_Selected text:_
>>>>>

Cancer

DNA-repairing metabolite may lead to improved cancer treatments

A DNA-repairing metabolite has been found to improve sensitivity to radiation and chemotherapy treatments for brain cancer
A DNA-repairing metabolite has been found to improve sensitivity to radiation and chemotherapy treatments for brain cancer

Researchers have discovered how a metabolite involved in repairing damaged DNA not only controls a person’s sensitivity to cancer therapies but can also protect healthy tissues from damage. The findings may lead to more effective treatments for cancer.

At the cellular level, damaged DNA that’s not properly repaired can lead to genomic instability, which, in turn, can lead to cancer and other genetic diseases. Metabolites called nucleotides, the building blocks of DNA, are involved in DNA repair, but how cell metabolism regulates that repair has not been completely understood.

Now, researchers from Michigan Medicine at the University of Michigan have found the mechanism by which a particular nucleotide metabolite, guanosine triphosphate or GTP, controls DNA repair and impacts the effectiveness of radiation and chemotherapy treatments for brain cancer.

“We learned that if you increase a cell’s GTP levels, it makes it really resistant to radiation or chemotherapy,” said Daniel Wahl, corresponding author of the study. “Lowering GTP levels, the cell becomes much more sensitive.”

It’s long been known that levels of nucleotides like GTP control how fast DNA damage is repaired, which has a direct bearing on a person’s sensitivity to cancer therapies. But, in the current study, the researchers discovered how GTP affects the DNA repair process.

“GTP impacts resistance or sensitivity to treatment not just because it’s a building block of DNA, as we previously thought,” Wahl said. “Instead of only affecting the physical structure of DNA, it also acts as a signaler. The levels of GTP turn on a signaling pathway and give cells instructions to repair damaged DNA.”

Importantly, the researchers found that GTP’s DNA-repairing effects occur in malignant and non-malignant – that is, healthy – cells. They say that their discovery that GTP acts as a signaler has important clinical implications.

“It’s a generalizable finding,” said Weihua Zhou, the study’s lead author. “In the future, we’d like to develop therapeutics that leverage the relationship between GTP and DNA damage response, both to make cancer cells more sensitive to chemotherapy and radiation and also to boost GTP levels to protect normal tissue from damage.”

The researchers are currently undertaking clinical trials using the FDA-approved drug mycophenolate mofetil (MMF) on patients with glioblastoma, a lethal form of brain cancer, and found that it eliminated GTP. They say the findings reinforce their belief that focusing on GTP is a worthwhile pursuit that might help determine which patients will benefit most from GTP modulators in future clinical trials.

“We knew that depleting GTP might make brain cancers respond better to chemotherapy and radiation,” said Wahl. “Now, these findings show why that’s happening. When the signaling pathway is active, the cancer is resistant to radiation and chemotherapy. These findings might help us select the right patients for the next line of clinical trials.”

The study was published in the journal Cancer Discovery.

<<<<<

_List of tasks:_
**1)** Repeat the passage of the metabolite article between "Researchers have discovered" and "been completely understood.", inclusive.
**2)** Shorten the metabolite article's paragraph beginning "The researchers are currently undertaking clinical trials" into one or two sentences that keep its main facts.
None of the records are needed to do this work.

_Input data:_

>>>>>

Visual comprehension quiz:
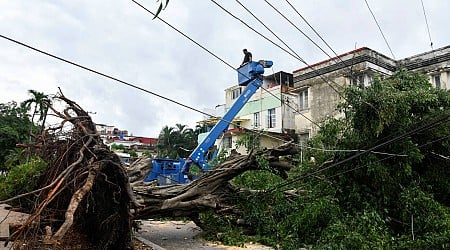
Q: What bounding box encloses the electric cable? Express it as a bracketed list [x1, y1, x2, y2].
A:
[260, 0, 331, 62]
[0, 2, 406, 160]
[284, 0, 345, 64]
[210, 0, 345, 99]
[131, 0, 320, 127]
[364, 0, 395, 60]
[267, 114, 450, 192]
[420, 0, 433, 50]
[326, 135, 450, 179]
[0, 34, 386, 157]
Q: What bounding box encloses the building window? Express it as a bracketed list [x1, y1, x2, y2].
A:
[432, 75, 441, 89]
[298, 89, 308, 111]
[253, 112, 261, 128]
[231, 88, 242, 100]
[267, 109, 277, 128]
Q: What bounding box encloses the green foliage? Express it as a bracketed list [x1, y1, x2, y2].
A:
[111, 143, 126, 150]
[128, 150, 137, 158]
[236, 132, 261, 153]
[156, 124, 200, 159]
[200, 70, 450, 249]
[142, 150, 153, 157]
[0, 159, 47, 200]
[199, 211, 249, 246]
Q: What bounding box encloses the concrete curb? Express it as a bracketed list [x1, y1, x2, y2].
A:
[134, 236, 166, 250]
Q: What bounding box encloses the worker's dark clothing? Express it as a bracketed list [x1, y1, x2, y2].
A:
[242, 51, 252, 65]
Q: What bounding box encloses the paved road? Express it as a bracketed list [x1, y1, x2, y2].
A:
[136, 220, 273, 250]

<<<<<

_Responses by item number:_
**1)**
Researchers have discovered how a metabolite involved in repairing damaged DNA not only controls a person’s sensitivity to cancer therapies but can also protect healthy tissues from damage. The findings may lead to more effective treatments for cancer.

At the cellular level, damaged DNA that’s not properly repaired can lead to genomic instability, which, in turn, can lead to cancer and other genetic diseases. Metabolites called nucleotides, the building blocks of DNA, are involved in DNA repair, but how cell metabolism regulates that repair has not been completely understood.

**2)** In ongoing clinical trials, the FDA-approved drug mycophenolate mofetil (MMF) eliminated GTP in patients with glioblastoma, a lethal brain cancer. The researchers say this supports targeting GTP and may help identify which patients will benefit most from GTP modulators in future trials.